● Exercise prompt:
Find "Mark the orange" in the records that follow; print that line and each subsequent line through the last one, verbatim and with nothing added.

#### Input records ####

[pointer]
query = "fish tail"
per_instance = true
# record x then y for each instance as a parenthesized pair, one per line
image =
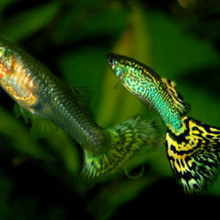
(194, 155)
(126, 149)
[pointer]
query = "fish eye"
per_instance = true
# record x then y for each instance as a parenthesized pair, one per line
(111, 61)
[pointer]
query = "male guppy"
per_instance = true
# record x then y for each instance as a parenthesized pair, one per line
(193, 148)
(106, 151)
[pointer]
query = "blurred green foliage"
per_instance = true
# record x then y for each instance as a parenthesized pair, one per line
(39, 178)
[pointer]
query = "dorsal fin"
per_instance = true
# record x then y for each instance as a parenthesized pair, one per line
(182, 106)
(83, 94)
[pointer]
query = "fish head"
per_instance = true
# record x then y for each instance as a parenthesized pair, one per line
(129, 71)
(5, 61)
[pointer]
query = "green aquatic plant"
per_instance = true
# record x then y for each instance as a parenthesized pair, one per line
(38, 92)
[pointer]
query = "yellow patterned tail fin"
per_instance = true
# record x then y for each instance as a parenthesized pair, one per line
(194, 155)
(128, 146)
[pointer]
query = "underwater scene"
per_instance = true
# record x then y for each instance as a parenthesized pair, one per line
(109, 109)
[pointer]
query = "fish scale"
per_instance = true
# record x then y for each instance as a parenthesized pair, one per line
(193, 148)
(107, 151)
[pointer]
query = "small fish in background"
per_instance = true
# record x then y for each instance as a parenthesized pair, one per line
(44, 98)
(193, 148)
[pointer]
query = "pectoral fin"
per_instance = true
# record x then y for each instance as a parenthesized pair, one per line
(40, 127)
(182, 106)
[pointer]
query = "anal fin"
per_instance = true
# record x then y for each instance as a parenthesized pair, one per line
(40, 127)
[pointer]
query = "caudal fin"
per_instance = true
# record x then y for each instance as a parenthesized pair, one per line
(127, 147)
(194, 155)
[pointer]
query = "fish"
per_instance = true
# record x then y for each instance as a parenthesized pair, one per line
(40, 93)
(193, 147)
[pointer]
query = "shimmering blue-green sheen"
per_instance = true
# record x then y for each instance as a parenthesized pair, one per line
(147, 85)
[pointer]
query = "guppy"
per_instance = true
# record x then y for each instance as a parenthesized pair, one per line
(35, 88)
(193, 148)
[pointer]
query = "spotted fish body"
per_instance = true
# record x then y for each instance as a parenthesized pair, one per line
(107, 152)
(193, 148)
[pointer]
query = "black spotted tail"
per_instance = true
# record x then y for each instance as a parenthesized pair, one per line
(194, 155)
(128, 145)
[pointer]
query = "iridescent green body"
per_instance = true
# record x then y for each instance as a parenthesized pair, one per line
(107, 152)
(193, 148)
(148, 86)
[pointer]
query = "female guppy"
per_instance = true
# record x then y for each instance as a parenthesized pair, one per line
(36, 89)
(193, 148)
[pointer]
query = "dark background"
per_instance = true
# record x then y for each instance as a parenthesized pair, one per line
(179, 39)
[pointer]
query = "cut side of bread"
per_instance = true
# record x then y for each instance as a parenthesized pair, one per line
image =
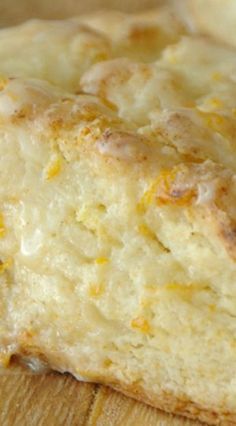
(118, 220)
(216, 18)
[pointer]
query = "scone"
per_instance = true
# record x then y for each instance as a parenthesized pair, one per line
(118, 208)
(216, 18)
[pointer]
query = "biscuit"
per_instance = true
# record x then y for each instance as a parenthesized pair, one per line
(117, 218)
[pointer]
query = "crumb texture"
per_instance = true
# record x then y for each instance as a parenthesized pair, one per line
(118, 206)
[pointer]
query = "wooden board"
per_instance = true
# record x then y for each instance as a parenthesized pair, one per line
(28, 399)
(54, 399)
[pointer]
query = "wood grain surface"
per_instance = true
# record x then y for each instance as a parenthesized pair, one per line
(27, 399)
(53, 399)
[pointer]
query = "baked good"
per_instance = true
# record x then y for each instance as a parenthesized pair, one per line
(117, 225)
(213, 17)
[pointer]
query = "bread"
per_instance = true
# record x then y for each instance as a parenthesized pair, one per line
(117, 224)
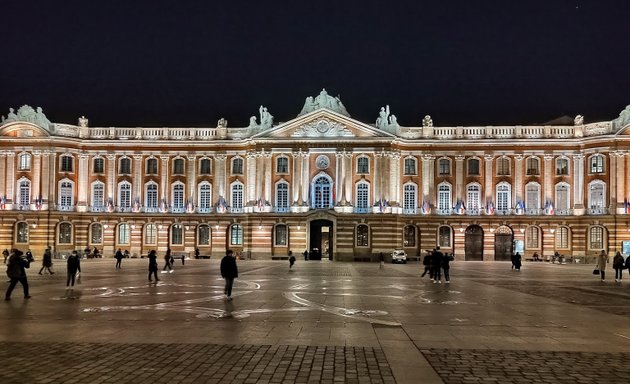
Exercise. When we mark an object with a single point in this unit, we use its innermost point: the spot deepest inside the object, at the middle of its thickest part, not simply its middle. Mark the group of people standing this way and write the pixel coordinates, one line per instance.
(435, 262)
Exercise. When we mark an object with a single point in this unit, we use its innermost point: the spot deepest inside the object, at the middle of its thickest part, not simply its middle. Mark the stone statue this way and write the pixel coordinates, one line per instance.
(427, 121)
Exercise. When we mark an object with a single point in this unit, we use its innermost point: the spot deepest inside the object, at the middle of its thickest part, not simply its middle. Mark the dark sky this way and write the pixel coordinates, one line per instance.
(181, 63)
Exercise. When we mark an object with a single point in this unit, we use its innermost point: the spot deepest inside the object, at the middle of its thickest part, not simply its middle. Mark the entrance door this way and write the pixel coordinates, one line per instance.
(473, 247)
(503, 239)
(321, 240)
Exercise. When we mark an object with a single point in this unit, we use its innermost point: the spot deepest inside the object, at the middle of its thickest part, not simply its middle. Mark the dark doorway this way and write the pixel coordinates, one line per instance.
(473, 248)
(321, 240)
(503, 244)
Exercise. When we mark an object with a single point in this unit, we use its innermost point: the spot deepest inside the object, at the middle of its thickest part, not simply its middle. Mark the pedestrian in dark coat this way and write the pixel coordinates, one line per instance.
(74, 269)
(153, 265)
(47, 261)
(229, 271)
(16, 270)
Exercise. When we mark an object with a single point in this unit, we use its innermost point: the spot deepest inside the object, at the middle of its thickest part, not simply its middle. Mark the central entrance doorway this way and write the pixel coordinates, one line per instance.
(321, 240)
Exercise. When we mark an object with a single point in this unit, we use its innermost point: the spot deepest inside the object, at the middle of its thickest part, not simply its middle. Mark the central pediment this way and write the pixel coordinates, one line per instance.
(323, 124)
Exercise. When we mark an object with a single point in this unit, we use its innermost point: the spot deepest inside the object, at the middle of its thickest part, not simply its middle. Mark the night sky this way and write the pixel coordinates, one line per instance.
(180, 63)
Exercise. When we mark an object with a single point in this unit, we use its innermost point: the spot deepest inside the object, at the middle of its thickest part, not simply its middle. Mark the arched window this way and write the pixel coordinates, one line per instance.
(205, 167)
(410, 166)
(444, 198)
(237, 166)
(22, 232)
(124, 167)
(236, 234)
(98, 195)
(282, 165)
(532, 237)
(362, 198)
(562, 166)
(96, 233)
(203, 235)
(65, 233)
(444, 236)
(177, 234)
(123, 234)
(409, 236)
(152, 168)
(362, 235)
(150, 234)
(205, 197)
(178, 166)
(282, 197)
(281, 235)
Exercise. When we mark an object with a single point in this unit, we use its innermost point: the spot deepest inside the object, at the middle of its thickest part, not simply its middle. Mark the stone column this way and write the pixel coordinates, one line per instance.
(459, 178)
(518, 179)
(488, 176)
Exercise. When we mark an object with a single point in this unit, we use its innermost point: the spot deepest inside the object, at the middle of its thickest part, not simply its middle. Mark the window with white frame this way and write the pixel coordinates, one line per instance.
(236, 234)
(203, 235)
(363, 193)
(124, 167)
(237, 166)
(124, 195)
(473, 196)
(532, 196)
(205, 167)
(25, 162)
(444, 236)
(282, 165)
(596, 237)
(562, 238)
(205, 196)
(282, 196)
(124, 234)
(65, 233)
(65, 193)
(444, 197)
(177, 198)
(363, 165)
(596, 164)
(151, 196)
(504, 196)
(362, 235)
(562, 166)
(280, 236)
(237, 196)
(409, 196)
(532, 237)
(98, 165)
(410, 166)
(503, 166)
(150, 234)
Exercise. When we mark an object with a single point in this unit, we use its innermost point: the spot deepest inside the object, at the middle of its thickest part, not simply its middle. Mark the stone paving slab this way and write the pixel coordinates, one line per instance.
(190, 363)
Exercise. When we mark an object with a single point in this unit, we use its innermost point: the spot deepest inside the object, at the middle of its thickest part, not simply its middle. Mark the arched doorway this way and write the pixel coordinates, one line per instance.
(503, 243)
(473, 247)
(321, 240)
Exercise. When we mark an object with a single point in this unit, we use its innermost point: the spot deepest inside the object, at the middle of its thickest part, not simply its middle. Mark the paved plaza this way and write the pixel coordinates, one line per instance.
(323, 322)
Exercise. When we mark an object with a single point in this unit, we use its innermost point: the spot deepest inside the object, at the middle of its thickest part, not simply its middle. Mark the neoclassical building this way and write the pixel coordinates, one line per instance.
(320, 181)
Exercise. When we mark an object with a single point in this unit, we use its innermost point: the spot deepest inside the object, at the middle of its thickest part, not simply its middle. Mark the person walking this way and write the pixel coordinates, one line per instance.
(618, 265)
(153, 265)
(16, 271)
(118, 256)
(602, 260)
(229, 271)
(168, 261)
(291, 259)
(47, 262)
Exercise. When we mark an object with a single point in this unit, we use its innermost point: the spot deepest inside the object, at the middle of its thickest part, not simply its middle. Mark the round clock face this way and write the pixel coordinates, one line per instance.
(322, 162)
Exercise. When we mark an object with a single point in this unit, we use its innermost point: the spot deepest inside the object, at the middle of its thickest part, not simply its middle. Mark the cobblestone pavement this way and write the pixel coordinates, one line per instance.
(457, 366)
(190, 363)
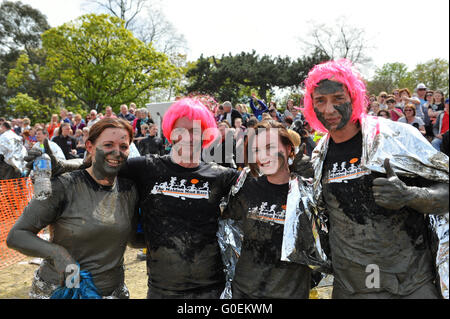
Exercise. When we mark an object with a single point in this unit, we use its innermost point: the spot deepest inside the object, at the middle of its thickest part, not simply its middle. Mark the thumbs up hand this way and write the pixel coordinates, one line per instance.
(302, 163)
(390, 192)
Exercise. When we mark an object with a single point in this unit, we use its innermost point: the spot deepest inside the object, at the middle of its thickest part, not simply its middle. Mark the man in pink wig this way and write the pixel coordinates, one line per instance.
(379, 180)
(180, 197)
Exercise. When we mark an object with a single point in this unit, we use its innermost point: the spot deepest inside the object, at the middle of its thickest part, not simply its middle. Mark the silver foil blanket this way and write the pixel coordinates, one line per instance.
(230, 236)
(439, 226)
(230, 240)
(305, 231)
(411, 155)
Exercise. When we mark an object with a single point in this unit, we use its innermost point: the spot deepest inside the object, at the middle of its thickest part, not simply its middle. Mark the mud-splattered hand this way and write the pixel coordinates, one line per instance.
(390, 192)
(61, 260)
(63, 166)
(8, 171)
(302, 163)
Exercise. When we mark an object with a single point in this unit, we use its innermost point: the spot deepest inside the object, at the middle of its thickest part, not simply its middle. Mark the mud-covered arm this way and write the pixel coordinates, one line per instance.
(58, 166)
(392, 193)
(302, 164)
(136, 239)
(36, 216)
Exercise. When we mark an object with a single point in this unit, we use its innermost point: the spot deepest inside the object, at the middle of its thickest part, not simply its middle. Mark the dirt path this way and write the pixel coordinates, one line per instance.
(15, 280)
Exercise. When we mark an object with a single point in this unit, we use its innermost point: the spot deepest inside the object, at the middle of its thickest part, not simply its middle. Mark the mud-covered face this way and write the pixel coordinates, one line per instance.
(186, 137)
(269, 152)
(109, 153)
(332, 104)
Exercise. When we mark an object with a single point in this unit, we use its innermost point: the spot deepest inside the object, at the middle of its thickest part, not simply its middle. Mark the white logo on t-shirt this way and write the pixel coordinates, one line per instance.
(181, 190)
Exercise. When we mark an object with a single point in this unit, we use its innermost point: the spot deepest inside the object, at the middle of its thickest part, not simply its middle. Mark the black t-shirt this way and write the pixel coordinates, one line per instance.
(91, 221)
(180, 220)
(259, 272)
(363, 233)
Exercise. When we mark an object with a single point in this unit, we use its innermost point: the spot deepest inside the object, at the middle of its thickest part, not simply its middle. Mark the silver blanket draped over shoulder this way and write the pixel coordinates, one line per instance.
(230, 236)
(410, 155)
(11, 146)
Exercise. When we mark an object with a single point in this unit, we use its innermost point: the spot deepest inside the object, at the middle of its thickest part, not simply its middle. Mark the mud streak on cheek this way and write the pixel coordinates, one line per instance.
(321, 118)
(345, 110)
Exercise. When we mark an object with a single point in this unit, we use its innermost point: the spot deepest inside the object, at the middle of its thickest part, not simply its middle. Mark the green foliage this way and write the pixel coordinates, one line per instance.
(21, 27)
(390, 76)
(233, 77)
(95, 61)
(23, 105)
(434, 73)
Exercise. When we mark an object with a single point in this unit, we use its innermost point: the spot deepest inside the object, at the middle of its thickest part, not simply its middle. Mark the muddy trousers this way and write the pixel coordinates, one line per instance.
(208, 293)
(426, 291)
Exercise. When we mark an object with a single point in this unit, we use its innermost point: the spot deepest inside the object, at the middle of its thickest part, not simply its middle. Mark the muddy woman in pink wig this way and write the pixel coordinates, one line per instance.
(378, 237)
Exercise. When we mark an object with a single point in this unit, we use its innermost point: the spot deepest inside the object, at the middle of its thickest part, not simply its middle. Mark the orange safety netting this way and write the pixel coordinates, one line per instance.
(14, 197)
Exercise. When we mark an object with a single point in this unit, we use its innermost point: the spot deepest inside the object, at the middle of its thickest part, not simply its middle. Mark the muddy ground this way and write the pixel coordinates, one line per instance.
(15, 280)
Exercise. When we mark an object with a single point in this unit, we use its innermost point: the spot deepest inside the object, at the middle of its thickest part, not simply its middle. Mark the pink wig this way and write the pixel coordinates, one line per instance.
(340, 71)
(194, 110)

####

● Written reply:
Exercise. When we mark an object with a single point in this unit, we use its innermost point: the spot deepest inside the object, at the middle of its thickest part, not simply its middle. Mark the orange safety netting this way and write the pixel coordinates, one line per instance.
(14, 197)
Exercise. When we mark an object with a single point in this unit, we use its innermost point: the spot deepest inside the object, at the middle of its thickest part, not simply its middle. Mark the muddy ground this way and write the pixel coordinates, one line per instance.
(15, 280)
Exercise. When we mark an object with a single point in this unit, we use its innermost point: the spot deepest inside the object, at the middle of its thickest part, not simply its middle. Mark the pink wig this way and write the pixel coordinates, one line per instance.
(340, 71)
(194, 110)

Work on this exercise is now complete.